--- start of Selected text ---

Tail switch is a forward clicky, and the tailcap comes in two options across the models. The default option on the X3 is the flared one shown in the first pic above. If you want the straight tailcap (default on the X1, as you will see in that review), you have to order it as an optional accessory here. Both tailcaps allow tailstanding, but I find it easier to access the switch on this flared tailcap version. Boot cover is yellow to match to heatsink.

The spring on the inside of the tailcap has what looks like a gold-plated cover.

As mentioned above, the head switch (which also with a yellow boot cover) has more of an electronic feel, but with a clear and audible click.










The X3 uses a Cree XM-L emitter (well centered on my sample), with a smooth reflector. Although the reflector is not as large as the other high-output 2x18650 XM-L lights in my collection, it is fairly deep. As such, I would expect throw to be pretty good, certainly on part with a number of lights in this class.

And now the white-wall beamshots.  All lights are on 2xAW protected 18650, about ~0.75 meter from a white wall (with the camera ~1.25 meters back from the wall). Automatic white balance on the camera, to minimize tint differences.

--- end of Selected text ---
--- start of Data ---

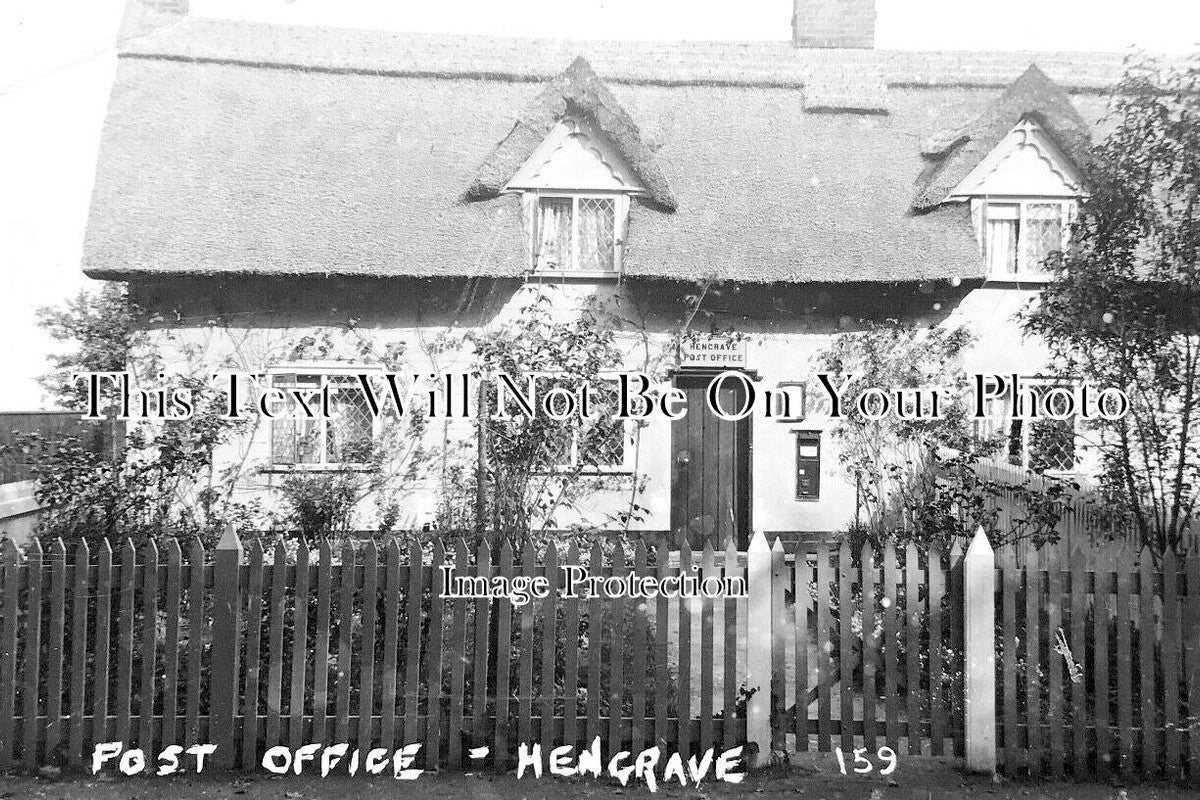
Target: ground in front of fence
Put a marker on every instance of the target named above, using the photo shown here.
(922, 780)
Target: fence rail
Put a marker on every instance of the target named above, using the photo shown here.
(1097, 668)
(283, 645)
(1101, 666)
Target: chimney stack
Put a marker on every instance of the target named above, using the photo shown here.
(834, 23)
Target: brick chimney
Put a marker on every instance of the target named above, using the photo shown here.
(144, 17)
(167, 6)
(833, 23)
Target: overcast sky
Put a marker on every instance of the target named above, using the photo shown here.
(57, 62)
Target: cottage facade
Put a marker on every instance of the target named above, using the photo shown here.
(261, 186)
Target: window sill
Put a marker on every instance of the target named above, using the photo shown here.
(1038, 280)
(617, 471)
(573, 275)
(301, 469)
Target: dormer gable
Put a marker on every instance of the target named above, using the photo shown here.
(1027, 162)
(576, 156)
(960, 152)
(575, 102)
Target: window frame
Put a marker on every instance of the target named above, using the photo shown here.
(1003, 426)
(621, 216)
(325, 371)
(593, 470)
(1068, 206)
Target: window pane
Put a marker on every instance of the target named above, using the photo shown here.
(348, 438)
(555, 233)
(283, 441)
(603, 445)
(597, 233)
(1051, 445)
(1041, 234)
(1001, 246)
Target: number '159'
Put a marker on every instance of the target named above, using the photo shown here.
(863, 764)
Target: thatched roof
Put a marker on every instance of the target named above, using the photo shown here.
(239, 148)
(953, 152)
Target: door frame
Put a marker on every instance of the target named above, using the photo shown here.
(743, 495)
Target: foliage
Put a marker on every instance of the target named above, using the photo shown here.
(539, 465)
(916, 477)
(160, 482)
(102, 329)
(165, 477)
(1122, 310)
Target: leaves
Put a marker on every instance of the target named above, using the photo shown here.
(1123, 308)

--- end of Data ---

Written request: Please write out the flashlight review again, everything from "The spring on" down to "and audible click.", changing "gold-plated" to "silver-plated".

Answer:
The spring on the inside of the tailcap has what looks like a silver-plated cover.

As mentioned above, the head switch (which also with a yellow boot cover) has more of an electronic feel, but with a clear and audible click.